_YOUR ASSIGNMENT_
All of the data below is to be output without alteration.

=== INFORMATION GIVEN ===

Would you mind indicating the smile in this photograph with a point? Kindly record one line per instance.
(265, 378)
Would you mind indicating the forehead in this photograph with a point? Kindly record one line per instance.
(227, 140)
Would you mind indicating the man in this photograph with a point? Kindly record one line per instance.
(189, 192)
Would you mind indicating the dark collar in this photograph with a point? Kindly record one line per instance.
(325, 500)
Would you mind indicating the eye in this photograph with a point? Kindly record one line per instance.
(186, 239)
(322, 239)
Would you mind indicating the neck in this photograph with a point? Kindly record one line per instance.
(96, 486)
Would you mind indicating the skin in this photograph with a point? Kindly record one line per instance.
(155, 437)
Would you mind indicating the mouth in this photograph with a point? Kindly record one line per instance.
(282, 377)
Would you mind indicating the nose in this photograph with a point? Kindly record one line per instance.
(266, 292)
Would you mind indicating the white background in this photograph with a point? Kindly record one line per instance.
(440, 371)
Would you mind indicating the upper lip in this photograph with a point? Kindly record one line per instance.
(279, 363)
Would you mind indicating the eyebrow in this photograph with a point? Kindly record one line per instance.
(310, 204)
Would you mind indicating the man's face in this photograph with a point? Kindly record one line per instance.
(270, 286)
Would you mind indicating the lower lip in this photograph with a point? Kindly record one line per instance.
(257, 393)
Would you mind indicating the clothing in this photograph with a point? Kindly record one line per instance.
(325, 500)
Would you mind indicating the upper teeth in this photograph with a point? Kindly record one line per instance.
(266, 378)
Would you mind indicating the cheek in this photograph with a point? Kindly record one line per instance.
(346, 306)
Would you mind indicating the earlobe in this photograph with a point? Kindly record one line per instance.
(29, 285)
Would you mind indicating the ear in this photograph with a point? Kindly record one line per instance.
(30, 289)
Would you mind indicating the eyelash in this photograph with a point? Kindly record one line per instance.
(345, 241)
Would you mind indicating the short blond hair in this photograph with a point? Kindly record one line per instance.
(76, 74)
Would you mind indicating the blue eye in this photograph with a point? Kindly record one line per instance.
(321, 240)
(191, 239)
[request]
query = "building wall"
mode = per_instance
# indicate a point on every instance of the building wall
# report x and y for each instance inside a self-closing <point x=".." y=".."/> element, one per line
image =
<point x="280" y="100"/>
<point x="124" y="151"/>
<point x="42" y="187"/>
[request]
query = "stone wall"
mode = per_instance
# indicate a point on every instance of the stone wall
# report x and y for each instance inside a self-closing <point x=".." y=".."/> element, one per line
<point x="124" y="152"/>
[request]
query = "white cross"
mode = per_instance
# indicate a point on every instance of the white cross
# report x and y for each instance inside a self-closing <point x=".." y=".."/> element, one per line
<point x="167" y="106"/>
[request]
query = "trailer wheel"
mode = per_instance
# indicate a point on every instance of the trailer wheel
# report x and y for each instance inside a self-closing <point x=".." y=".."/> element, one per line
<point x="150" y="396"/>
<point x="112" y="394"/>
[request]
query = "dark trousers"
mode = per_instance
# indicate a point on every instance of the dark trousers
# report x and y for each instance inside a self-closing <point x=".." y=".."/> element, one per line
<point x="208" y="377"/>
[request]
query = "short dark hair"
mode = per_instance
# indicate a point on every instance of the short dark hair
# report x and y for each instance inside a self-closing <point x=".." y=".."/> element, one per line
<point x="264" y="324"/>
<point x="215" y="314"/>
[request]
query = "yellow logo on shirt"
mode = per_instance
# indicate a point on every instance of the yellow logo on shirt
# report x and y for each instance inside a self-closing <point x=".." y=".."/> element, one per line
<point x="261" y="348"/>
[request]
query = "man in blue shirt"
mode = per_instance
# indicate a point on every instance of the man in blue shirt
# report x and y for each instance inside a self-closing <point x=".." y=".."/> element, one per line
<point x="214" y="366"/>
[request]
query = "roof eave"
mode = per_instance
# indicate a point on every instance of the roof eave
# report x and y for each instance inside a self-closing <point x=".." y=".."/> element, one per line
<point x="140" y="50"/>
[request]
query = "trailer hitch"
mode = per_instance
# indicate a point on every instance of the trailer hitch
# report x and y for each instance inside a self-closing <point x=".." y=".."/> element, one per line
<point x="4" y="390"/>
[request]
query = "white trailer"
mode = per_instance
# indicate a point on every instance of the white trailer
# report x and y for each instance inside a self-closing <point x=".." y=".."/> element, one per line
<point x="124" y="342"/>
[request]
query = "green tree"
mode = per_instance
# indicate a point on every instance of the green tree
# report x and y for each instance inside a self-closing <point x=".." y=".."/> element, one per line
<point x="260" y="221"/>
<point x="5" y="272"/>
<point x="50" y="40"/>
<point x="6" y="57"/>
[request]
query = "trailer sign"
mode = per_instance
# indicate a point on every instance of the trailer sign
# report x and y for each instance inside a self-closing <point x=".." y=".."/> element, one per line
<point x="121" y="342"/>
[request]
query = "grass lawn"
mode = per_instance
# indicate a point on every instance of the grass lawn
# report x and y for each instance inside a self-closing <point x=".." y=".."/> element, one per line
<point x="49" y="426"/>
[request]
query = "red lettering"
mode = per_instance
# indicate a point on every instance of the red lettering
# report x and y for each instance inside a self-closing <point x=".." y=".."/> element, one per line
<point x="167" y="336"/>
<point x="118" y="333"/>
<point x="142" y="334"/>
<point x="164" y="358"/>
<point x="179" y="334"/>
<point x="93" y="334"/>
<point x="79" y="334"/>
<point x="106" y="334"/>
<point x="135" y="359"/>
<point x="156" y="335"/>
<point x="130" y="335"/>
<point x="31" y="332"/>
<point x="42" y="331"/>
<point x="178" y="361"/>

===

_ANSWER BELOW_
Would you mind indicating the smile in this photograph with a point? Kindly record one line per instance.
(265, 378)
Would you mind indicating the forehead in this photograph with a point? Kindly record one line per instance.
(227, 140)
Would you mind indicating the man in this photograph with a point? Kindly record one line per instance.
(189, 192)
Would you mind indicating the dark collar in this photograph with a point? Kindly record one line per instance.
(325, 500)
Would you mind indicating the eye in this photograph with a point? Kindly record one line per instance.
(186, 239)
(322, 239)
Would you mind indicating the neck in this photograph with a point? Kindly record one line per instance.
(96, 486)
Would you mind indicating the skin in this photograph with a point? Kindly record one line per instance.
(155, 437)
Would you mind indicating the mouth in this photograph with a point? Kindly record one line per instance.
(282, 377)
Would you mind indicating the nose in this photograph with a point? Kindly record one line per instance.
(266, 292)
Would you mind indicating the white background in this photograph with a point? Kindly record one line per instance.
(440, 371)
Would you mind indicating the upper lip in this photograph with a point? Kindly record one line per instance.
(279, 363)
Would you mind indicating the eyebrow in this photograph with a point? Kindly record one line per instance.
(310, 204)
Would you mind indicating the man's face in this photograph with a point? Kindly record one line per instance.
(270, 286)
Would you mind indicating the lower lip in this photograph with a point? Kindly record one line per instance.
(257, 393)
Would you mind indicating the clothing in this photograph with a point? Kindly record one line per instance.
(325, 500)
Would you mind indicating the upper teeth in this photograph with a point? Kindly record one line per instance.
(266, 378)
Would you mind indicating the cheek in this photograph with a point? Kindly record one line per instance.
(346, 306)
Would you mind indicating the earlobe in this photograph with a point? Kindly record one line per instance.
(29, 285)
Would you mind indicating the ear in this photograph with a point? Kindly record one line per instance.
(30, 289)
Would you mind indicating the eyelash in this photograph with a point? Kindly record one line per instance.
(345, 241)
Would you mind indicating the short blond hair in this photograph with a point? Kindly record one line per instance.
(76, 74)
Would you mind indicating the blue eye in this photograph with a point? Kindly record one line per instance.
(321, 240)
(191, 239)
[request]
query = "building wall"
mode = per_instance
# indicate a point on every instance of the building wall
# report x and y for each instance inside a self-closing <point x=".." y=".."/> element, one per line
image =
<point x="280" y="100"/>
<point x="124" y="151"/>
<point x="42" y="187"/>
[request]
query = "stone wall"
mode = per_instance
# indicate a point on every instance of the stone wall
# report x and y for each instance inside a self-closing <point x=".." y=".."/> element, one per line
<point x="124" y="152"/>
[request]
query = "white cross"
mode = per_instance
# indicate a point on every instance of the white cross
# report x and y for each instance inside a self-closing <point x=".." y=".."/> element, one per line
<point x="167" y="106"/>
[request]
query = "trailer wheel"
mode = per_instance
# indicate a point on every instance of the trailer wheel
# report x and y for each instance inside a self-closing <point x=".." y=".."/> element, one per line
<point x="150" y="396"/>
<point x="112" y="394"/>
[request]
query = "dark trousers"
mode = per_instance
# indicate a point on every instance of the dark trousers
# report x and y for each instance inside a self-closing <point x=".." y=".."/> element, one per line
<point x="208" y="377"/>
[request]
query = "short dark hair"
mode = per_instance
# indicate a point on every instance of the short dark hair
# report x and y for each instance inside a self-closing <point x=".." y=".."/> element, one per line
<point x="264" y="324"/>
<point x="215" y="314"/>
[request]
query = "yellow logo on shirt"
mode = per_instance
# indicate a point on every instance of the yellow logo on shirt
# report x and y for each instance inside a self-closing <point x=".." y=".."/> element, one per line
<point x="261" y="348"/>
[request]
query = "man in blue shirt"
mode = per_instance
# indicate a point on every instance of the man in blue shirt
# report x and y for each instance inside a self-closing <point x=".." y=".."/> element, one per line
<point x="214" y="366"/>
[request]
query = "roof eave"
mode = per_instance
# indicate a point on every instance of the roof eave
# report x and y for each instance inside a self-closing <point x=".." y=".."/> element, one per line
<point x="140" y="50"/>
[request]
query = "trailer hitch"
mode = per_instance
# indicate a point on every instance of the trailer hitch
# report x and y for each instance inside a self-closing <point x=".." y=".."/> element, one per line
<point x="4" y="390"/>
[request]
query = "white trailer"
mode = per_instance
# indicate a point on every instance of the white trailer
# report x and y for each instance inside a self-closing <point x=".." y=".."/> element, one per line
<point x="124" y="342"/>
[request]
query = "green tree"
mode = per_instance
# indicate a point on every instance of the green tree
# report x and y for each instance inside a self-closing <point x=".." y=".."/> element, one per line
<point x="260" y="221"/>
<point x="5" y="272"/>
<point x="50" y="40"/>
<point x="6" y="57"/>
[request]
query = "trailer sign"
mode = per_instance
# indicate a point on every instance of the trailer sign
# report x and y for each instance inside a self-closing <point x=".." y=".."/> element, one per line
<point x="121" y="342"/>
[request]
query = "grass lawn"
mode = per_instance
# indicate a point on every instance of the grass lawn
# report x and y for each instance inside a self-closing <point x=".." y=".."/> element, one per line
<point x="49" y="426"/>
[request]
query = "red lettering"
mode = per_instance
# indicate a point on every instance of the red lettering
# report x and y for each instance inside a self-closing <point x=".." y=".."/> element, one per line
<point x="167" y="336"/>
<point x="118" y="333"/>
<point x="142" y="334"/>
<point x="164" y="358"/>
<point x="179" y="334"/>
<point x="93" y="334"/>
<point x="79" y="334"/>
<point x="106" y="334"/>
<point x="135" y="359"/>
<point x="156" y="335"/>
<point x="130" y="335"/>
<point x="31" y="332"/>
<point x="42" y="331"/>
<point x="178" y="361"/>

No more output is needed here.